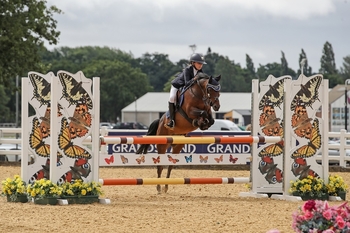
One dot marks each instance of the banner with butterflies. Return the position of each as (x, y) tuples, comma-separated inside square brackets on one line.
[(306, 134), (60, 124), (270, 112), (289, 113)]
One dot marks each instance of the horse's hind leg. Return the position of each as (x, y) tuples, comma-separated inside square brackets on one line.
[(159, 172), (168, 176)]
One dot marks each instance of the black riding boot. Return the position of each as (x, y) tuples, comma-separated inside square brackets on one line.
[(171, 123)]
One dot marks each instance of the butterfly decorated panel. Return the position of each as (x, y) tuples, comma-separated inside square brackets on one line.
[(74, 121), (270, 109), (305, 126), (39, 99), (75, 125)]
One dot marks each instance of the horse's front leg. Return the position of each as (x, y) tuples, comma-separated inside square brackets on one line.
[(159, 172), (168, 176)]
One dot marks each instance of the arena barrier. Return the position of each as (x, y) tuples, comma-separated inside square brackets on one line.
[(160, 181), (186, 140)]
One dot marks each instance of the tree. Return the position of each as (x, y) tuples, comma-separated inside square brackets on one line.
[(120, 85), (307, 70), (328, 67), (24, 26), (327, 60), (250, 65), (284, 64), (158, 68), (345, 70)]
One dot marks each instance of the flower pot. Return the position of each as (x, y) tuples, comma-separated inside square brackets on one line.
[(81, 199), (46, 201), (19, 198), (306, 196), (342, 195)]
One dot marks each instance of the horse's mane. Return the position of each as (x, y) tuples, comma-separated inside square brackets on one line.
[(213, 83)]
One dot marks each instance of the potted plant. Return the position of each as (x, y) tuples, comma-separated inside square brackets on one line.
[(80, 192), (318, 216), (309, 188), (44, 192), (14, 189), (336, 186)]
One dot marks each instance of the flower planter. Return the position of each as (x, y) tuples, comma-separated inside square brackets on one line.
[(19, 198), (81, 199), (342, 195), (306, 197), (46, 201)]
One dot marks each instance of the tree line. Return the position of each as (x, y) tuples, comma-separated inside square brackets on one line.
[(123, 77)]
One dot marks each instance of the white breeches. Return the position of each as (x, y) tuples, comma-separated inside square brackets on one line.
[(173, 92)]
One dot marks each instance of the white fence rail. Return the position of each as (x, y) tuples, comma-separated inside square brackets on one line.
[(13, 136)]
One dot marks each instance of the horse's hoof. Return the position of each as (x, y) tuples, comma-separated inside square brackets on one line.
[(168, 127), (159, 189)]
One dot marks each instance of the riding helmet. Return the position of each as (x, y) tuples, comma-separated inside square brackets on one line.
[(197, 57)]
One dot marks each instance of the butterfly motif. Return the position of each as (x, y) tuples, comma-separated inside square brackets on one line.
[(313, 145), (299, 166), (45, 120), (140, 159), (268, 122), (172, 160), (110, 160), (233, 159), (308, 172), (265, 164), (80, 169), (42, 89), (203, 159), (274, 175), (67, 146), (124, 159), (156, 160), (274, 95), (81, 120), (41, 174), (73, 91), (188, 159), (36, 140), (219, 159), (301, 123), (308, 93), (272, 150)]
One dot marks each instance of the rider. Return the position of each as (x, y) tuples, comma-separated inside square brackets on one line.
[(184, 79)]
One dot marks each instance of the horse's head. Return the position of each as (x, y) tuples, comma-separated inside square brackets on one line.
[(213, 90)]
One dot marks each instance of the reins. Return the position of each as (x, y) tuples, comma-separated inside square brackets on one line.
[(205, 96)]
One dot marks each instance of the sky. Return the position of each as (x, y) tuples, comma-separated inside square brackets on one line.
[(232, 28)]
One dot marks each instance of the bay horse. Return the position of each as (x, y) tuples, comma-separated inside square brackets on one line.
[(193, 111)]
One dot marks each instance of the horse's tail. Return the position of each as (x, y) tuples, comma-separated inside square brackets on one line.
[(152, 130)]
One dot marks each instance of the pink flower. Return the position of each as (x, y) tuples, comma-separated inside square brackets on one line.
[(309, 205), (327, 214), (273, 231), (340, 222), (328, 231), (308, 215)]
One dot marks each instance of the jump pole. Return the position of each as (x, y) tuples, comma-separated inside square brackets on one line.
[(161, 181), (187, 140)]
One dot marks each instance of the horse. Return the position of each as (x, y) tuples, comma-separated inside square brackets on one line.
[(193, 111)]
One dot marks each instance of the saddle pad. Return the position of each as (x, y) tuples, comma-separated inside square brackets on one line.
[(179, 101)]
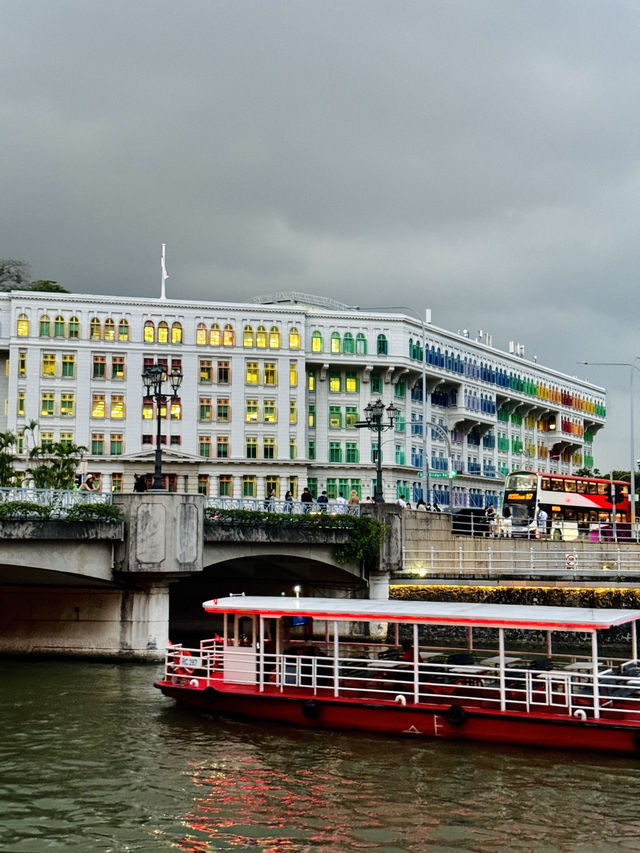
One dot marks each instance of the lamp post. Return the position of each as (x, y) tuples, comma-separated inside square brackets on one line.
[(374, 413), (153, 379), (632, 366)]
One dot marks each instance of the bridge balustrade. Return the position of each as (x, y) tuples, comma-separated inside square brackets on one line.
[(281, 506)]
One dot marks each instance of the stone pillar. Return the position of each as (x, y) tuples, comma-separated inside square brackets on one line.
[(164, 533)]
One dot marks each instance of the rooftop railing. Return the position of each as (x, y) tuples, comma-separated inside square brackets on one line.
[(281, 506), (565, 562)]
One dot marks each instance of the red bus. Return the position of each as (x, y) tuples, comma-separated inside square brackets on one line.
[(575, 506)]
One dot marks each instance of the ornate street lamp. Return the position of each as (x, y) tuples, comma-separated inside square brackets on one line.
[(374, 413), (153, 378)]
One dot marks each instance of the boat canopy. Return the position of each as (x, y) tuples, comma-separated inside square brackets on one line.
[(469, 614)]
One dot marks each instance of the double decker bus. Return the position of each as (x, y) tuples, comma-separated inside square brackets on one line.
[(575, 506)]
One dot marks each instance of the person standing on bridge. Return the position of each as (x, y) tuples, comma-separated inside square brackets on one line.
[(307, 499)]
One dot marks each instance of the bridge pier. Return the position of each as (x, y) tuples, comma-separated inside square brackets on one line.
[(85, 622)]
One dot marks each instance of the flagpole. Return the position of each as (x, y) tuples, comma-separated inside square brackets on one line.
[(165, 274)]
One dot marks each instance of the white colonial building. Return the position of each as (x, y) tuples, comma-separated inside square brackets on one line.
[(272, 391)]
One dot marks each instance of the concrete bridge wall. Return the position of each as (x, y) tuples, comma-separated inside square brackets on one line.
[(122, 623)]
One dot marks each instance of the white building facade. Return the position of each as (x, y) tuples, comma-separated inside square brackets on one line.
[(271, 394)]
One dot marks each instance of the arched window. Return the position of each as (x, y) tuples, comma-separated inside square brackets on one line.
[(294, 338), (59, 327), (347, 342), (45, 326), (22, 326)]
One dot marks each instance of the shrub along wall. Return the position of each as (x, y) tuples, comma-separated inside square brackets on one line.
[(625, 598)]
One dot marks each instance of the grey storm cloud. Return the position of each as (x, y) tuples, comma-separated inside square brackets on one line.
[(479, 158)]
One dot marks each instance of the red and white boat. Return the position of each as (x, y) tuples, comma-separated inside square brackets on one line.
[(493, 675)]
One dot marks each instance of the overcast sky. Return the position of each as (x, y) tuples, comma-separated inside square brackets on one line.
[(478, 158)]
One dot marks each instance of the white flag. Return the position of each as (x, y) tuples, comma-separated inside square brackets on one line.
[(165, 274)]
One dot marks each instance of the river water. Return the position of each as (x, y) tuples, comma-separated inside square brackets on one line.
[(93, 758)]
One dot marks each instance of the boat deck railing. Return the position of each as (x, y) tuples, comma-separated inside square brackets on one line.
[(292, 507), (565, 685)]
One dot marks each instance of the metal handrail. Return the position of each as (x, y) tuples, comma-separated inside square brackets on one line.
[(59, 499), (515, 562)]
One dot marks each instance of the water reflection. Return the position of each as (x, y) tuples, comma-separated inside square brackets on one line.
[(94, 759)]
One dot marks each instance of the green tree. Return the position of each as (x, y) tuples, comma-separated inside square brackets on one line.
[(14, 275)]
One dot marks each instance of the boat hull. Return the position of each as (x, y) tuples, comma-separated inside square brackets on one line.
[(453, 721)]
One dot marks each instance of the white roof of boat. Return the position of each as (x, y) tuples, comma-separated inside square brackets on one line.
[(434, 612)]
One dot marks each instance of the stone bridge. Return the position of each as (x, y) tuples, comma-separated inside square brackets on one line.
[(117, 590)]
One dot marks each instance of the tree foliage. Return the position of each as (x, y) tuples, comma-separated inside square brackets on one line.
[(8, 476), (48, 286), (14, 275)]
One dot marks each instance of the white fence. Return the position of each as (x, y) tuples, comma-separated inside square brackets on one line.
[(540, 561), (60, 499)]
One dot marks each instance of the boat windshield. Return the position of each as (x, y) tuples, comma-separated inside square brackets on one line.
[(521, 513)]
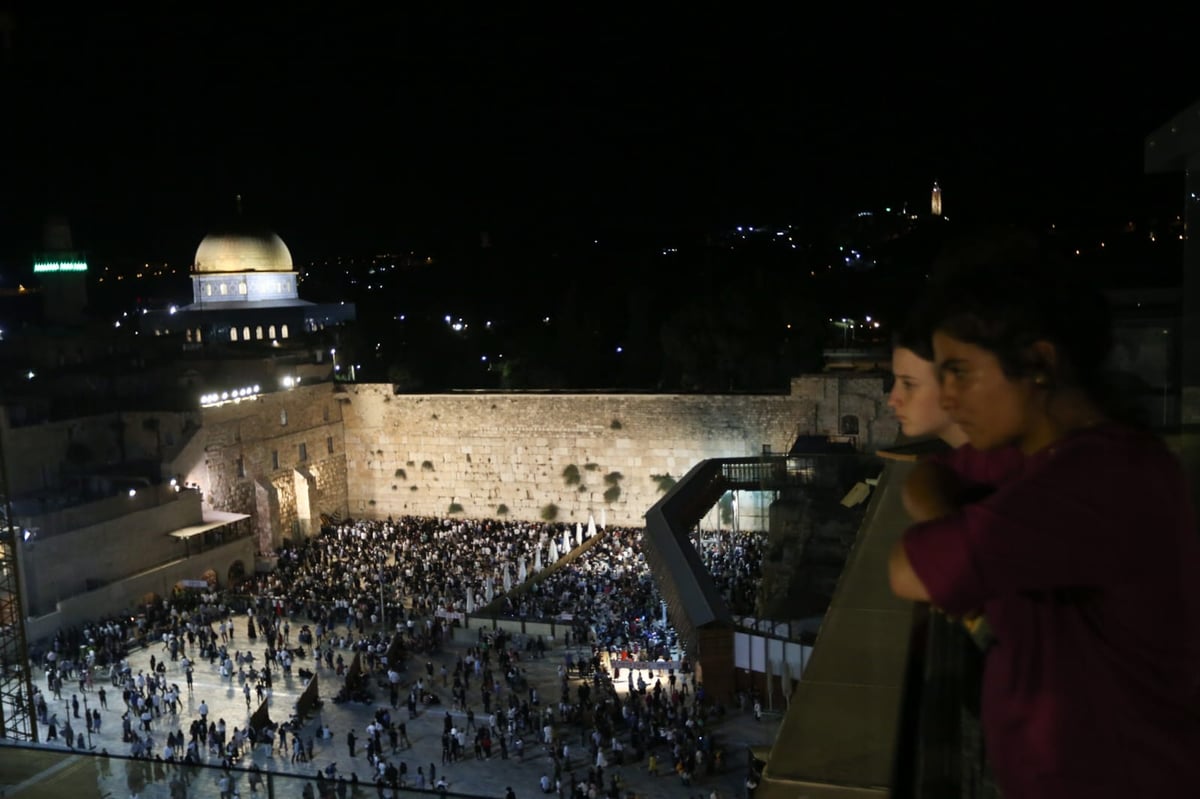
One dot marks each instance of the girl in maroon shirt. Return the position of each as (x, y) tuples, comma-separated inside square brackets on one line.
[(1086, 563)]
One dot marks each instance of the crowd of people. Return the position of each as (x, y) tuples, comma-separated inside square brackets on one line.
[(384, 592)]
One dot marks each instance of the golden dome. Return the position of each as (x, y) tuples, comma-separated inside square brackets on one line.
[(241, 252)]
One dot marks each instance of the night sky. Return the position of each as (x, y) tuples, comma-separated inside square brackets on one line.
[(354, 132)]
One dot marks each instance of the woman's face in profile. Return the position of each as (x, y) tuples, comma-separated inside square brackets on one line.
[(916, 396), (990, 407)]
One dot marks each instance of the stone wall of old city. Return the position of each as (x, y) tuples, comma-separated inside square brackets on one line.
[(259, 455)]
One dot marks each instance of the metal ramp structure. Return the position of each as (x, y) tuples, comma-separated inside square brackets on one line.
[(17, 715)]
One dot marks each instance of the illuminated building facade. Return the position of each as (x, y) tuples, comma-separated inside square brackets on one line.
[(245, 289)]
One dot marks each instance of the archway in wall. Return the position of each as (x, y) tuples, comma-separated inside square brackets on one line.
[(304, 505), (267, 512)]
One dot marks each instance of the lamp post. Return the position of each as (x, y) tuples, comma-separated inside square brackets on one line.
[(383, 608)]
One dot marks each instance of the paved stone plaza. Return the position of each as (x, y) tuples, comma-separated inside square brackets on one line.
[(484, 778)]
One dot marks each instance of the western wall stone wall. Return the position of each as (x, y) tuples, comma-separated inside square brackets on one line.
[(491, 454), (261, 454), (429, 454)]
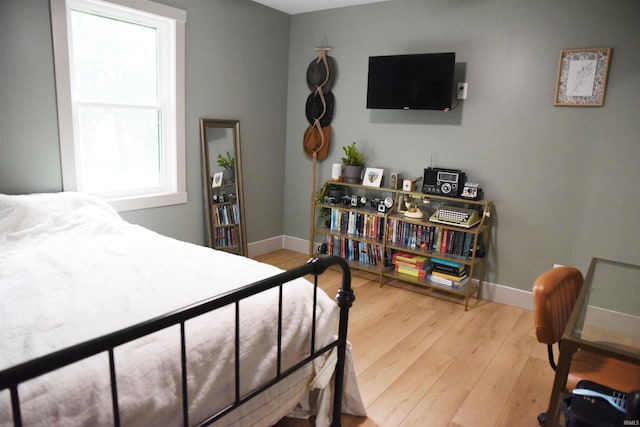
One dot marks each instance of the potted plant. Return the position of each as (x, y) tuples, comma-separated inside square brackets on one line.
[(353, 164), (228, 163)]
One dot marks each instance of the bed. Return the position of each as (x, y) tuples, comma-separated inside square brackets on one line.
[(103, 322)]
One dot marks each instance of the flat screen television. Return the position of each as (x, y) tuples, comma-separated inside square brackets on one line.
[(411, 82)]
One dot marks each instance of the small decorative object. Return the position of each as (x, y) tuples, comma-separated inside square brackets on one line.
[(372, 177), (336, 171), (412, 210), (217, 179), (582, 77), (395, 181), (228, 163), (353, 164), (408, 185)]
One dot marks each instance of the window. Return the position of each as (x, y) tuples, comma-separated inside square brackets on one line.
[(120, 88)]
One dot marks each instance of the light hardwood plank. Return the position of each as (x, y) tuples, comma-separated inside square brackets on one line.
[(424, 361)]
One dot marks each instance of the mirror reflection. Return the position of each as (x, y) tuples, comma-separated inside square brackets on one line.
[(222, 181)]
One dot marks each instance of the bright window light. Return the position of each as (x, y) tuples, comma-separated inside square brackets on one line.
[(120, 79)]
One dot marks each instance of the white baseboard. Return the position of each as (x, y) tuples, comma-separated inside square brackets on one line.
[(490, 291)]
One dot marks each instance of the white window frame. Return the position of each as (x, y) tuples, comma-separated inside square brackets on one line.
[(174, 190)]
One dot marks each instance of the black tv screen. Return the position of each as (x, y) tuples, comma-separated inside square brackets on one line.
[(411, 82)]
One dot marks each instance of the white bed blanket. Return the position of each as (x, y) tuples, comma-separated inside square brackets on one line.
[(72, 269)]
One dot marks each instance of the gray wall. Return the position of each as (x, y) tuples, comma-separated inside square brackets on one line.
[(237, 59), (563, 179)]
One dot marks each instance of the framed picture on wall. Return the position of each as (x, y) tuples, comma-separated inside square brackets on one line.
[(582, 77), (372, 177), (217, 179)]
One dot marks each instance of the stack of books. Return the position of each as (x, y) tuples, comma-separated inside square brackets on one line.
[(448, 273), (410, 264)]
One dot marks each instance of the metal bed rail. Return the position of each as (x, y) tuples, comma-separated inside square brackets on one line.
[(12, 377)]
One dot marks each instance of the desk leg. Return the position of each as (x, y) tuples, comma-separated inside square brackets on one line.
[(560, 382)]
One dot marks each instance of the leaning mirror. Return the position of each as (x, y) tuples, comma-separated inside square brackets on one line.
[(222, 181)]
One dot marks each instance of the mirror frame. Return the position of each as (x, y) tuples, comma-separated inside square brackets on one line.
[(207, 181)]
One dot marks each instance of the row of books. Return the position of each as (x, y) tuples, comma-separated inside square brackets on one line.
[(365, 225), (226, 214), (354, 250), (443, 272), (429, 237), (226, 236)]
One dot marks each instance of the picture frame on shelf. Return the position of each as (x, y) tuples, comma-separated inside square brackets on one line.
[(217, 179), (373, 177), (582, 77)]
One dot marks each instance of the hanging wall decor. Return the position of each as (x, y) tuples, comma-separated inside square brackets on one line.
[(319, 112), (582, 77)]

########

What you have to do: Present the stretch from the start of the listing through the line containing "[(213, 83)]" as a numbered list. Drop any blank lines and leave out the pictures.

Worked solution:
1. One dot marks each instance of the banner with butterflies. Return the position of each as (x, y) tuples, comma-separated inside square brackets on one line.
2. [(306, 134), (60, 124), (270, 112), (289, 113)]
3. One dot marks each instance of the horse's hind leg. Return the position of each as (x, y) tuples, comma-separated inside square brackets on one line.
4. [(159, 172), (168, 176)]
5. One dot marks each instance of the black riding boot. Return the position of each as (x, y) tuples, comma-separated inside square brackets on one line.
6. [(171, 123)]
7. One dot marks each instance of the butterfly decorated panel. Return the position of each as (x, y) tuples, comma-separated inside square brackets on one line.
8. [(74, 121), (270, 109), (305, 126), (39, 99), (75, 125)]
9. One dot marks each instance of the horse's front leg. Return the position of each as (x, y) tuples, comma-separated inside square brackets on one line.
10. [(159, 172), (168, 176)]
11. One dot marks each instance of the arena barrier. Return the position of each as (x, y) tuples, comma-separated inside square brackets on one line.
12. [(160, 181), (186, 140)]
13. One dot marks each instance of the tree. Return the position of each as (x, y) tuples, comma-separated inside square brackets on one line.
14. [(120, 85), (307, 70), (328, 67), (24, 26), (327, 60), (250, 65), (284, 64), (158, 68), (345, 70)]
15. One dot marks each instance of the flower pot. Return the position of each as (x, y) tuples, comma-separated inside square brackets on one line.
16. [(81, 199), (46, 201), (19, 198), (306, 196), (342, 195)]
17. One dot marks each instance of the horse's mane. Return the position of each as (x, y) tuples, comma-separated inside square brackets on one line.
18. [(213, 83)]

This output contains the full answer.